Exercise description. Identify every line in the listing below that contains the word "microphone", and copy each of those lines in full.

=====

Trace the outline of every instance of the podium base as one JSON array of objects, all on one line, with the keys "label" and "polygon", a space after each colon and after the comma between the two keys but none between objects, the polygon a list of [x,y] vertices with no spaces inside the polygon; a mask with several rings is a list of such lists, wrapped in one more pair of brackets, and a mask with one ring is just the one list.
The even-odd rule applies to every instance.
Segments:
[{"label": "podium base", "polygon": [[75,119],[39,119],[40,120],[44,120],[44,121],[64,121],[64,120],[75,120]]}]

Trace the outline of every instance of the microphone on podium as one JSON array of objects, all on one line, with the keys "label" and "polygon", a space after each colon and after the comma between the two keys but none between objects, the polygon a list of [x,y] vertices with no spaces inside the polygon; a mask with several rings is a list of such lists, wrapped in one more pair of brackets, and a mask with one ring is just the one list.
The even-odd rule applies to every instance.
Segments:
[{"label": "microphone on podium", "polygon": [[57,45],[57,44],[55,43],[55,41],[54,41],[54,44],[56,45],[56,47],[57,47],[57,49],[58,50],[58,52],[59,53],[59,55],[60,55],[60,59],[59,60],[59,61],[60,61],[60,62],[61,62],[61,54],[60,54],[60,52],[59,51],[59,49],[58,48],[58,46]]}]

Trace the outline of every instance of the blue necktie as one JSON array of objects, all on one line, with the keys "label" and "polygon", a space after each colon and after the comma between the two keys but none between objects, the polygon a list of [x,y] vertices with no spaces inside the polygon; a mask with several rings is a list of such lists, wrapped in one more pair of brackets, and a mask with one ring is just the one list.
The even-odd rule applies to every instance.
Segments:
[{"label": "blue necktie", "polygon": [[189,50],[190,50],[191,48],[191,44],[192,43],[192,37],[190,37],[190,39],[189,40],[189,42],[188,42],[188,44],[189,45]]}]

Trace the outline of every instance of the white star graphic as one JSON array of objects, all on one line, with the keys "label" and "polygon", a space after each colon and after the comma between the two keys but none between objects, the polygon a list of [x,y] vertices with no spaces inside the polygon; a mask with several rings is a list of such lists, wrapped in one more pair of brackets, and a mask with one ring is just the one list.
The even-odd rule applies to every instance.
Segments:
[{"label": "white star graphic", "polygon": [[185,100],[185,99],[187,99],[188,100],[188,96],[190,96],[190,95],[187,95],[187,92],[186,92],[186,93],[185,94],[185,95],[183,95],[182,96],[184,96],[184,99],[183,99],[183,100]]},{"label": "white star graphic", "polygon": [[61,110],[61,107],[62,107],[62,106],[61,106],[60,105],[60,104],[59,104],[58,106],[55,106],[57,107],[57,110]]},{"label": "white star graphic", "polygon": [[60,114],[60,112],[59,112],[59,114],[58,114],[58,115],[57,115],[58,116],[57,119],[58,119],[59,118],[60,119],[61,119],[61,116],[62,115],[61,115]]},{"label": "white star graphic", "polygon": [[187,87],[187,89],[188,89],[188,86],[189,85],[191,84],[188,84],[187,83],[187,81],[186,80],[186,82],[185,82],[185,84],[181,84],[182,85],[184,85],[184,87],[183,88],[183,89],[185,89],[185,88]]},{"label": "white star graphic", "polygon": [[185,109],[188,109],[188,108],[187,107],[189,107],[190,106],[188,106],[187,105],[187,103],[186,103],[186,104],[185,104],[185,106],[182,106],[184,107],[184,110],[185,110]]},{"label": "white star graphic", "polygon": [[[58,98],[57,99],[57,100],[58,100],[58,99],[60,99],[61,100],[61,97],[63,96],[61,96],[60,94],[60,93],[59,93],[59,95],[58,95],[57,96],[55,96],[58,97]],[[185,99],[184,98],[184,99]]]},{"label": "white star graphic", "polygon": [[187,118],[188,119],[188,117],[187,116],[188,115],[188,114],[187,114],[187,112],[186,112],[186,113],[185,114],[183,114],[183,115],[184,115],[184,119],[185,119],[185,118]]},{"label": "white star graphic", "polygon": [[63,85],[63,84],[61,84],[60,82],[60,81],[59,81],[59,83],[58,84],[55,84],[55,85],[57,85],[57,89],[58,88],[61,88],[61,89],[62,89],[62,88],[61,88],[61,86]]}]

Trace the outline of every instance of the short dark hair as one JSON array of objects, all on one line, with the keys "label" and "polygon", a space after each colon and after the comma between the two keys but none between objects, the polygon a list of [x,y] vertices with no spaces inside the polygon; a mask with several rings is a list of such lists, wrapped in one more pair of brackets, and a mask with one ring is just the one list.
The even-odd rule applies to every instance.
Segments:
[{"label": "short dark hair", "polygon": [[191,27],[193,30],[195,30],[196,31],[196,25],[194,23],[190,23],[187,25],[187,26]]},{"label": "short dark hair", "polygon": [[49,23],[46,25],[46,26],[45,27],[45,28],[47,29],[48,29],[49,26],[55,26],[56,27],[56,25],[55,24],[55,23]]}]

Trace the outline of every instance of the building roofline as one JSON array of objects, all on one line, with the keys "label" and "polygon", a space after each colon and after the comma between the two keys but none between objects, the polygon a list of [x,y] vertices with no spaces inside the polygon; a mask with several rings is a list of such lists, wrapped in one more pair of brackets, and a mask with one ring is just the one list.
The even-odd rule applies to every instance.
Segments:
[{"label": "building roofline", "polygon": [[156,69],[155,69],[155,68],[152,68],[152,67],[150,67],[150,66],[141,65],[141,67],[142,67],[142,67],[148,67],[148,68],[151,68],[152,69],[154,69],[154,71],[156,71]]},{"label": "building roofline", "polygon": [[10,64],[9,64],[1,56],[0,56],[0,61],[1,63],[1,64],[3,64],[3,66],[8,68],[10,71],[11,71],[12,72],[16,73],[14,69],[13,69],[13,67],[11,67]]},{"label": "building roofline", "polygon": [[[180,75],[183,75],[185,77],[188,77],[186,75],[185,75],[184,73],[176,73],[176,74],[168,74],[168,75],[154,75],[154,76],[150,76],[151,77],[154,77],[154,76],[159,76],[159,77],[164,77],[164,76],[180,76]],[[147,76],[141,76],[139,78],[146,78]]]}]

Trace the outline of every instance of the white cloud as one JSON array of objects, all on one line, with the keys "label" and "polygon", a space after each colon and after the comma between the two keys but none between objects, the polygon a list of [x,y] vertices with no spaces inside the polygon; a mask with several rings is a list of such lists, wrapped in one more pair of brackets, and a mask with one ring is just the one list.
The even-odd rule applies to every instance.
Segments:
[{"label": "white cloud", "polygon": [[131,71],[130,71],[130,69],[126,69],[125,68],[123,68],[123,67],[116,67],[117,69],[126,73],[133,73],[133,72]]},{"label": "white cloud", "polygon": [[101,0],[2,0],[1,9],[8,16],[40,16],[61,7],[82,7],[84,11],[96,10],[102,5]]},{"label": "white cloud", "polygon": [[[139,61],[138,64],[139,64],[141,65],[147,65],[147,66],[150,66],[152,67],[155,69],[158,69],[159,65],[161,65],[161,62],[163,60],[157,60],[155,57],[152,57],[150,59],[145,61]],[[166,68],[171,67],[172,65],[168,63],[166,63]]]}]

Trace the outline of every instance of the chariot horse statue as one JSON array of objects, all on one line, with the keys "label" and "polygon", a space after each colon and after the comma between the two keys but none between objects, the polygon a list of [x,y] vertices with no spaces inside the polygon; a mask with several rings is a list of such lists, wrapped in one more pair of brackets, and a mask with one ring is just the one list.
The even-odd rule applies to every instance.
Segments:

=====

Reply to the exercise.
Trace the outline of every instance of the microphone on podium as one JSON array of objects, all on one line, with the keys "label" and "polygon", a space after each colon and after the comma between the two keys but none between objects, the polygon a list of [x,y] vertices with no spaces inside the polygon; a mask with several rings is a list of such lists, wrapped in one more pair of brackets, and a mask with one ring is just the one list.
[{"label": "microphone on podium", "polygon": [[57,45],[57,44],[55,43],[55,41],[54,41],[54,44],[56,45],[56,47],[57,47],[57,49],[58,50],[58,52],[59,53],[59,55],[60,55],[60,59],[59,60],[59,61],[60,61],[60,62],[61,62],[61,54],[60,54],[60,52],[59,51],[59,49],[58,48],[58,46]]}]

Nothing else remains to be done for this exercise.